• [INPUT FOR THIS TASK]

'''

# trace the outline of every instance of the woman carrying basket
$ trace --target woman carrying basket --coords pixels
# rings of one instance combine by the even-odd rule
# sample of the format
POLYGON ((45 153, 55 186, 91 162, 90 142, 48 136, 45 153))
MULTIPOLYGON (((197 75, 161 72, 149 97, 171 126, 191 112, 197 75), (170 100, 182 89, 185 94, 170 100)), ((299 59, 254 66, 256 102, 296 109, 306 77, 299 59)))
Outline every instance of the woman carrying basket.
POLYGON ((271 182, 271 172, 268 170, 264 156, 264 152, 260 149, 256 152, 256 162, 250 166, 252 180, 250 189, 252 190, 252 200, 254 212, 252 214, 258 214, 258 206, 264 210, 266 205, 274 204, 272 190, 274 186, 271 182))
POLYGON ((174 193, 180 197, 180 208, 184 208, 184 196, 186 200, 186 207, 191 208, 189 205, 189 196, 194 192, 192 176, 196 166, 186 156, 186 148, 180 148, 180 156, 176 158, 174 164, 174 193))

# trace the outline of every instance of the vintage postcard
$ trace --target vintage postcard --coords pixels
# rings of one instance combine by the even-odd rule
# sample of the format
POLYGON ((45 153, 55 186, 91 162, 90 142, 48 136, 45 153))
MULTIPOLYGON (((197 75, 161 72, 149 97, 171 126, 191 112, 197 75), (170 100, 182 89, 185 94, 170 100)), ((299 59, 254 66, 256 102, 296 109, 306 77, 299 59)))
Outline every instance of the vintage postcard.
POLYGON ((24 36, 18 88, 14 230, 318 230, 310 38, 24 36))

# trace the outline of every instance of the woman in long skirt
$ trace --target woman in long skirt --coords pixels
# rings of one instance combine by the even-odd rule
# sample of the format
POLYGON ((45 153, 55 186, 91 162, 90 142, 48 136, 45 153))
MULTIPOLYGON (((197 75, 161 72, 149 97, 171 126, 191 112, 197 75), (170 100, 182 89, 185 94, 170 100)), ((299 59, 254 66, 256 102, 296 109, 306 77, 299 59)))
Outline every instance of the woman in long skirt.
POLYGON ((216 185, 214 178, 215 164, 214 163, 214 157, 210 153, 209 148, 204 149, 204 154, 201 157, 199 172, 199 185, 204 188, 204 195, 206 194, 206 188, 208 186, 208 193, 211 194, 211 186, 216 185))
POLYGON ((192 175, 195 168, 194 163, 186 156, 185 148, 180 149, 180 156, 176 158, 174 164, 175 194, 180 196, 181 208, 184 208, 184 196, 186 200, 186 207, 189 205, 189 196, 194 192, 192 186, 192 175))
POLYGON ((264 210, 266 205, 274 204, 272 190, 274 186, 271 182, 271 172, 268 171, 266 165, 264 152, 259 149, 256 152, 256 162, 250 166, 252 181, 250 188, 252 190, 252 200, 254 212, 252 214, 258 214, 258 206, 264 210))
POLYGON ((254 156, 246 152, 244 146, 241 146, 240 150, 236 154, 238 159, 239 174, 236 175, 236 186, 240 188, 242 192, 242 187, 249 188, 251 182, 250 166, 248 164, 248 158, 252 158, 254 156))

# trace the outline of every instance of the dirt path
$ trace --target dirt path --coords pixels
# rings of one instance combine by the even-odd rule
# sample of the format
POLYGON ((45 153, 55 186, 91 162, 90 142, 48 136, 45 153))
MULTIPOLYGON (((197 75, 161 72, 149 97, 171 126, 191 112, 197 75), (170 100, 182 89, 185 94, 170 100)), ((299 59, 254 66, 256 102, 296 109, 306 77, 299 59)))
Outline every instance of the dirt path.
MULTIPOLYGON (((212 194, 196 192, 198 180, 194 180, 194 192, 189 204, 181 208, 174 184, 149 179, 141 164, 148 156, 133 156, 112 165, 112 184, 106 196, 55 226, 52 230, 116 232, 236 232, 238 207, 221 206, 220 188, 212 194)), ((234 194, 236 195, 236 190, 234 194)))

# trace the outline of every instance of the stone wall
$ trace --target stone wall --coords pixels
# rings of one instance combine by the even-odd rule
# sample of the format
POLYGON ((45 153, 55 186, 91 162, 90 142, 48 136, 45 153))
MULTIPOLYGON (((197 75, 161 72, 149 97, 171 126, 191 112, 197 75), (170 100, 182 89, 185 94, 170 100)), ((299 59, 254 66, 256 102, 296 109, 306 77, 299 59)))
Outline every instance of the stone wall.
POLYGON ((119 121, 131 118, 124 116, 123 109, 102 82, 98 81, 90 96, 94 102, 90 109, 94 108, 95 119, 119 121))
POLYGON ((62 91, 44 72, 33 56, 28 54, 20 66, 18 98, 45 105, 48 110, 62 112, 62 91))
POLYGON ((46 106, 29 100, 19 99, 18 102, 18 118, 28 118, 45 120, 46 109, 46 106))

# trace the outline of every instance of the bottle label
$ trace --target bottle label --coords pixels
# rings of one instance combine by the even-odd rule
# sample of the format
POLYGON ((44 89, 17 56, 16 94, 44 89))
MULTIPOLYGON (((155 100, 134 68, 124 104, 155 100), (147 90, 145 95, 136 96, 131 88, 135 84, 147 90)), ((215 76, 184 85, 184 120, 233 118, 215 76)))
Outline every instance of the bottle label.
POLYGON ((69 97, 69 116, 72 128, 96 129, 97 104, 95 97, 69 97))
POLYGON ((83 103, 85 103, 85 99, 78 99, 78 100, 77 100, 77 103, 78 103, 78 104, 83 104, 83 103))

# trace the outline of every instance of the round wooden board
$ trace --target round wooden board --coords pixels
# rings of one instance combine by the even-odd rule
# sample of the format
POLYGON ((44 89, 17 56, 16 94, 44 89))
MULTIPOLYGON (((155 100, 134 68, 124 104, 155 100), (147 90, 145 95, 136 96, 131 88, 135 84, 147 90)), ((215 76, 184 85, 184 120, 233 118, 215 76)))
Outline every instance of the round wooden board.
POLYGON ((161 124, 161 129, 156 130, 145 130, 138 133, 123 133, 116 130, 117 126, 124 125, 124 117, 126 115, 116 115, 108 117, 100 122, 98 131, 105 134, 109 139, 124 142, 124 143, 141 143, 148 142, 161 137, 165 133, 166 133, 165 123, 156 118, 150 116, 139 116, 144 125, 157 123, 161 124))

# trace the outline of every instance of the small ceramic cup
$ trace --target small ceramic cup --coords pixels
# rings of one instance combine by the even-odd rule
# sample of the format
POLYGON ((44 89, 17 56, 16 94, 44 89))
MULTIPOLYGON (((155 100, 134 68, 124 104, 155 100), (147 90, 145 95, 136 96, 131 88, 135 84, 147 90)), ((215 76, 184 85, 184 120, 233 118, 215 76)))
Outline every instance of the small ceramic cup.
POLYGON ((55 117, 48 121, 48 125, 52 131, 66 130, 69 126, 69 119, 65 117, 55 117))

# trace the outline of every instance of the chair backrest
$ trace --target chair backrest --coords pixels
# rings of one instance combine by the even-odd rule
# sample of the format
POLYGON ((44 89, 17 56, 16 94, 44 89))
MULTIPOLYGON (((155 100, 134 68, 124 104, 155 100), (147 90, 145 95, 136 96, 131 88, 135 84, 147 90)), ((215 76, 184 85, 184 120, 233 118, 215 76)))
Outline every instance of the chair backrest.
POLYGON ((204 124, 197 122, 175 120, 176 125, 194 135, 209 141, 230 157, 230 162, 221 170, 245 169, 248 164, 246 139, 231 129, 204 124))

'''

• [SET EXERCISE] Print all of the items above again, line for line and without any changes.

• [CORRECT RESULT]
# trace the outline of every instance of the woman carrying basket
$ trace --target woman carrying basket --coords pixels
# rings of one instance combine by the even-odd rule
# sample of the format
POLYGON ((45 153, 55 186, 91 162, 90 142, 48 136, 45 153))
MULTIPOLYGON (((197 75, 161 72, 149 97, 171 126, 191 112, 197 75), (170 100, 182 89, 185 94, 170 100)), ((299 59, 254 66, 256 102, 296 109, 306 77, 299 59)))
Outline every instance of the woman carrying basket.
POLYGON ((271 182, 271 172, 268 170, 264 156, 264 152, 260 149, 256 152, 256 162, 250 166, 252 180, 250 189, 252 190, 252 200, 254 212, 252 214, 258 214, 258 206, 264 210, 266 205, 274 204, 272 190, 274 186, 271 182))
POLYGON ((174 193, 180 197, 180 208, 184 208, 184 196, 186 200, 186 207, 191 208, 189 205, 189 196, 194 192, 192 176, 196 166, 186 156, 186 148, 180 148, 180 156, 176 158, 174 164, 174 193))

# trace the outline of every instance of the vintage postcard
$ trace --target vintage postcard --coords pixels
# rings of one instance combine by the even-odd rule
# sample of the format
POLYGON ((45 153, 55 186, 91 162, 90 142, 48 136, 45 153))
MULTIPOLYGON (((197 75, 161 72, 149 97, 171 126, 191 112, 197 75), (170 100, 182 89, 185 94, 170 100)), ((299 59, 254 66, 256 102, 296 109, 306 77, 299 59)))
Outline every instance of the vintage postcard.
POLYGON ((24 36, 18 88, 14 230, 318 230, 310 38, 24 36))

# trace the outline of every instance of the woman in long skirt
$ trace --target woman in long skirt --coords pixels
# rings of one instance combine by the even-odd rule
# sample of the format
POLYGON ((45 153, 55 186, 91 162, 90 142, 48 136, 45 153))
MULTIPOLYGON (((197 75, 161 72, 149 97, 171 126, 191 112, 197 75), (170 100, 182 89, 185 94, 170 100)), ((299 59, 254 66, 256 102, 296 109, 306 77, 299 59)))
Outline every instance of the woman in long skirt.
POLYGON ((216 185, 214 178, 215 164, 214 163, 214 157, 210 153, 209 148, 204 149, 204 154, 201 157, 199 172, 199 185, 204 188, 204 195, 206 194, 206 188, 208 186, 208 193, 211 194, 211 186, 216 185))
POLYGON ((192 175, 195 168, 194 163, 186 156, 185 148, 180 149, 180 156, 176 158, 174 164, 175 194, 180 196, 181 208, 184 208, 184 196, 186 200, 186 207, 189 205, 189 196, 194 192, 192 186, 192 175))
POLYGON ((264 210, 266 205, 274 204, 272 190, 274 186, 271 182, 271 172, 268 171, 266 165, 264 152, 259 149, 256 152, 256 162, 250 166, 252 181, 250 188, 252 190, 252 200, 254 212, 252 214, 258 214, 258 206, 264 210))
POLYGON ((254 156, 246 152, 244 146, 241 146, 240 150, 236 154, 238 159, 239 174, 236 175, 236 186, 240 188, 242 192, 242 187, 249 188, 251 182, 250 166, 248 164, 248 158, 252 158, 254 156))

# trace the outline of every instance of the dirt path
$ trace --target dirt path --coords pixels
# rings of one instance combine by the even-odd rule
# sample of the format
POLYGON ((45 153, 55 186, 91 162, 90 142, 48 136, 45 153))
MULTIPOLYGON (((197 75, 161 72, 149 97, 171 126, 191 112, 197 75), (170 100, 182 89, 185 94, 170 100)), ((299 59, 254 66, 256 102, 296 109, 306 77, 299 59)))
Outline every instance of the dirt path.
MULTIPOLYGON (((212 194, 196 192, 198 180, 194 180, 194 192, 189 204, 181 208, 174 184, 149 179, 141 164, 148 156, 133 156, 112 165, 112 184, 106 196, 55 226, 52 230, 116 232, 236 232, 238 207, 221 206, 220 188, 212 194)), ((234 194, 236 195, 236 190, 234 194)))

# trace the outline of every instance of the stone wall
$ trace --target stone wall --coords pixels
# rings of one instance combine by the even-odd rule
# sample of the format
POLYGON ((45 153, 55 186, 91 162, 90 142, 48 136, 45 153))
MULTIPOLYGON (((197 75, 161 72, 149 97, 171 126, 191 112, 197 75), (170 100, 182 89, 185 94, 170 100)), ((299 59, 254 66, 256 102, 296 109, 306 77, 299 59)))
Outline every instance of the stone wall.
POLYGON ((119 121, 131 118, 124 116, 123 109, 102 82, 98 81, 90 96, 94 102, 90 109, 94 108, 95 119, 119 121))
POLYGON ((62 91, 44 72, 33 56, 28 54, 20 66, 18 98, 45 105, 48 110, 62 112, 62 91))
POLYGON ((46 106, 29 100, 19 99, 18 102, 18 118, 28 118, 45 120, 46 109, 46 106))

# trace the outline of every instance of the bottle label
$ trace --target bottle label --coords pixels
# rings of one instance combine by the even-odd rule
# sample of the format
POLYGON ((44 89, 17 56, 16 94, 44 89))
MULTIPOLYGON (((155 100, 134 68, 124 104, 155 100), (147 90, 145 95, 136 96, 131 88, 135 84, 147 90)), ((215 76, 184 85, 184 120, 233 118, 215 76)))
Outline every instance of the bottle label.
POLYGON ((69 97, 69 116, 72 128, 96 129, 97 104, 95 97, 69 97))
POLYGON ((83 103, 85 103, 85 99, 78 99, 78 100, 77 100, 77 103, 78 103, 78 104, 83 104, 83 103))

# trace the outline of every instance of the round wooden board
$ trace --target round wooden board --coords pixels
# rings of one instance combine by the even-odd rule
# sample of the format
POLYGON ((44 89, 17 56, 16 94, 44 89))
MULTIPOLYGON (((155 100, 134 68, 124 104, 155 100), (147 90, 145 95, 136 96, 131 88, 135 84, 147 90)), ((215 76, 184 85, 184 120, 233 118, 215 76)))
Outline every instance of the round wooden board.
POLYGON ((161 124, 161 129, 156 130, 145 130, 138 133, 123 133, 116 130, 117 126, 124 125, 124 117, 126 115, 116 115, 108 117, 100 122, 98 131, 105 134, 109 139, 124 142, 124 143, 141 143, 148 142, 161 137, 165 133, 166 133, 165 123, 156 118, 150 116, 139 116, 144 125, 157 123, 161 124))

# trace the outline of every instance of the small ceramic cup
$ trace --target small ceramic cup --coords pixels
# rings of one instance combine by the even-odd rule
# sample of the format
POLYGON ((44 89, 17 56, 16 94, 44 89))
MULTIPOLYGON (((155 100, 134 68, 124 104, 155 100), (147 90, 145 95, 136 96, 131 88, 135 84, 147 90)), ((215 76, 184 85, 184 120, 233 118, 215 76)))
Outline every instance of the small ceramic cup.
POLYGON ((55 117, 48 121, 48 125, 52 131, 66 130, 69 126, 69 119, 65 117, 55 117))

# trace the outline of every instance of the chair backrest
$ trace --target chair backrest --coords pixels
# rings of one instance combine by the even-odd rule
# sample of the format
POLYGON ((44 89, 17 56, 16 94, 44 89))
MULTIPOLYGON (((155 100, 134 68, 124 104, 155 100), (147 90, 145 95, 136 96, 131 88, 135 84, 147 90)), ((215 76, 184 85, 184 120, 233 118, 215 76)))
Outline every instance of the chair backrest.
POLYGON ((204 124, 197 122, 175 120, 176 125, 194 135, 209 141, 230 157, 230 162, 221 170, 245 169, 248 164, 246 139, 231 129, 204 124))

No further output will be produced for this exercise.